▶ _TASK STATEMENT_: Give back all of the records underneath exactly, with no omissions.
══════════
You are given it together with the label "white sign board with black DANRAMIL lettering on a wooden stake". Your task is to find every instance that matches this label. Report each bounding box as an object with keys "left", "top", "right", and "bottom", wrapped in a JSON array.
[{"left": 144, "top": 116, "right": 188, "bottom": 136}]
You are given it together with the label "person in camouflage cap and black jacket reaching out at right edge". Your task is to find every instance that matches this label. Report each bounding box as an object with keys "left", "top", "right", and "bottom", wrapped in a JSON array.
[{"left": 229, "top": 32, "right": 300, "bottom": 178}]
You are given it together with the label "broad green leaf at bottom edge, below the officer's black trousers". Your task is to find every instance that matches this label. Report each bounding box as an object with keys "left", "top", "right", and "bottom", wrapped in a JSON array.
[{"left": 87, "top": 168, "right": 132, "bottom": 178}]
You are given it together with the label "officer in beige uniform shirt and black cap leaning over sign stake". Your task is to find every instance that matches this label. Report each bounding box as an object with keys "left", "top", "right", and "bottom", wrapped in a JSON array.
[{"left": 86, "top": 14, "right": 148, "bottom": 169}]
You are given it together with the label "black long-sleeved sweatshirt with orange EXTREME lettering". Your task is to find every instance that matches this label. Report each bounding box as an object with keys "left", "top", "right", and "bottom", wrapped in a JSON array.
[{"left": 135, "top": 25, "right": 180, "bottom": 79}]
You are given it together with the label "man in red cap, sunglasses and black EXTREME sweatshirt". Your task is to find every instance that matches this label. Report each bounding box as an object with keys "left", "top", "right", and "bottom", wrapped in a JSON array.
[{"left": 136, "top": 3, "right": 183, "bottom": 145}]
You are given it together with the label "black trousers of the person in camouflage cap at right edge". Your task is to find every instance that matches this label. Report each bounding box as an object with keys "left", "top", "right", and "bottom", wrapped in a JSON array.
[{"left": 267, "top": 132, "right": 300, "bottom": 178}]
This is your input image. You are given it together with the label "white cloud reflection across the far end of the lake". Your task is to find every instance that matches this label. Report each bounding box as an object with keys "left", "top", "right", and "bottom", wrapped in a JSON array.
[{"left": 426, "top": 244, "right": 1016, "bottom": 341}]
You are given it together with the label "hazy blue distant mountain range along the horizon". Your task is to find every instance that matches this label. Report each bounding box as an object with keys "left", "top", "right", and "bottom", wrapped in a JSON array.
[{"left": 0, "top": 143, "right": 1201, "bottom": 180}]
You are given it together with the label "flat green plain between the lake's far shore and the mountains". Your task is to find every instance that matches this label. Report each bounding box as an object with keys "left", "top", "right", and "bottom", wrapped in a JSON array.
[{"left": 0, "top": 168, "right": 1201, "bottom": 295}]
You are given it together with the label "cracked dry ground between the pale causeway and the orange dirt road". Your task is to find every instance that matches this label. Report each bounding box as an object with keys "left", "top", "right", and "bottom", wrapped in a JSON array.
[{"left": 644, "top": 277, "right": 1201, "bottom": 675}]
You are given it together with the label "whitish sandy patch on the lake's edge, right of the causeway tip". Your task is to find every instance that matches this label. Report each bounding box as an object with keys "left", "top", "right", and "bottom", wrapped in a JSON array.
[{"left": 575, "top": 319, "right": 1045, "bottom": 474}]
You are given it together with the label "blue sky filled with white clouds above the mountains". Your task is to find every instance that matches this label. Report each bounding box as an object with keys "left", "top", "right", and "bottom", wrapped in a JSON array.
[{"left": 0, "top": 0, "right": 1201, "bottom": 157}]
══════════
▶ _ANSWER BOX_:
You are given it together with the label "white sign board with black DANRAMIL lettering on a wooden stake". Your task is to find every instance that matches this label. Report each bounding box as an object with keys "left", "top", "right", and "bottom", wrapped in a JSON array.
[{"left": 144, "top": 116, "right": 188, "bottom": 136}]
You are given it together with the label "person in camouflage cap and black jacket reaching out at right edge". Your task is to find every instance that matches this label. Report each bounding box as an object with keys "left", "top", "right", and "bottom", wrapped in a JSON array.
[{"left": 229, "top": 32, "right": 300, "bottom": 178}]
You are given it together with the label "broad green leaf at bottom edge, below the officer's black trousers". Your task is to find every instance that matches this label. Report each bounding box as an object with keys "left", "top", "right", and "bottom", wrapped in a JSON array.
[{"left": 87, "top": 168, "right": 132, "bottom": 178}]
You are given it together with the label "officer in beige uniform shirt and black cap leaning over sign stake". Your task is to find every instance that matches this label. Report each bounding box as an object with keys "left", "top", "right", and "bottom", wrapped in a JSON array.
[{"left": 86, "top": 14, "right": 148, "bottom": 169}]
You are given it together with the label "black long-sleeved sweatshirt with orange EXTREME lettering". Your task is to find every instance that matches this label. Report each bounding box as an object with keys "left", "top", "right", and "bottom", wrapped in a JSON array.
[{"left": 135, "top": 25, "right": 180, "bottom": 79}]
You are given it together with the label "man in red cap, sunglasses and black EXTREME sweatshirt". Your task is to find every instance that matches this label. Report each bounding box as an object with keys "left", "top", "right", and "bottom", wrapped in a JSON array.
[{"left": 136, "top": 3, "right": 183, "bottom": 145}]
You are given it together with the label "black trousers of the person in camouflage cap at right edge". Your task is to find every instance that matches this label. Report each bounding box as an object with keys "left", "top", "right", and "bottom", wrapped in a JSON array.
[{"left": 267, "top": 132, "right": 300, "bottom": 178}]
This is your input image. You are given it together with the label "white cloud reflection across the far end of the lake". Your task is to find every instance that matches this label. Report each bounding box as an object with keys "left", "top", "right", and "bottom", wrapped in a JSON array.
[{"left": 426, "top": 244, "right": 1016, "bottom": 341}]
You are given it together with the label "hazy blue distant mountain range along the horizon". Your task is to find every instance that matches this label. Report each bounding box as an object with keys "left", "top", "right", and "bottom", wrapped in a JSON array.
[{"left": 0, "top": 143, "right": 1201, "bottom": 180}]
You are given it together with the label "flat green plain between the lake's far shore and the mountains". Your task is to find every instance that matches this label. Report each bounding box as an object with keys "left", "top", "right", and "bottom", wrapped in a JSON array.
[{"left": 0, "top": 168, "right": 1201, "bottom": 295}]
You are given it together with the label "cracked dry ground between the pale causeway and the orange dirt road". Your task is to find every instance that matches this label. Report each bounding box as an object with keys "left", "top", "right", and "bottom", wrapped in a JSON array.
[{"left": 644, "top": 277, "right": 1201, "bottom": 675}]
You are given it together with the label "whitish sandy patch on the lake's edge, right of the causeway tip". Your task is to find every instance that matches this label. Report each bounding box as an object with keys "left", "top", "right", and "bottom", wrapped in a JSON array.
[{"left": 575, "top": 319, "right": 1045, "bottom": 474}]
You are given it together with the label "blue sky filled with white clouds above the mountains". Your task is to find every instance that matches this label. Report each bounding box as an object with keys "left", "top", "right", and "bottom", wrapped in a JSON array.
[{"left": 0, "top": 0, "right": 1201, "bottom": 157}]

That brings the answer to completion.